Brief
The line containing "rough mask: <svg" opens the span to copy, and the last line of the records below closes it. Write out that span exactly.

Dataset entries:
......

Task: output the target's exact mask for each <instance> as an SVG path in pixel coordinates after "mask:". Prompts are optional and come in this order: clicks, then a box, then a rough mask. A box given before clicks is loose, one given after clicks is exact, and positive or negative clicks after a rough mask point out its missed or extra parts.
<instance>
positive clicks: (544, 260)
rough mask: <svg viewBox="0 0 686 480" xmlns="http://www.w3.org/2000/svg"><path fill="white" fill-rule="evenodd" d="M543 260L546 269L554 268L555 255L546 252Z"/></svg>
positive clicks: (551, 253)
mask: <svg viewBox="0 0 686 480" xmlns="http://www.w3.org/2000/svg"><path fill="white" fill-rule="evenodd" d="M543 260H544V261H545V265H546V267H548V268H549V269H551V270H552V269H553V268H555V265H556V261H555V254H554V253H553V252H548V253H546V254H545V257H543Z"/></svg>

......

Answer section
rough mask: <svg viewBox="0 0 686 480" xmlns="http://www.w3.org/2000/svg"><path fill="white" fill-rule="evenodd" d="M543 260L546 269L554 268L555 255L546 252Z"/></svg>
positive clicks: (551, 253)
mask: <svg viewBox="0 0 686 480" xmlns="http://www.w3.org/2000/svg"><path fill="white" fill-rule="evenodd" d="M543 260H544V261H545V265H546V267H548V268H549V269H551V270H552V269H553V268H555V265H556V261H555V254H554V253H553V252H548V253H546V254H545V257H543Z"/></svg>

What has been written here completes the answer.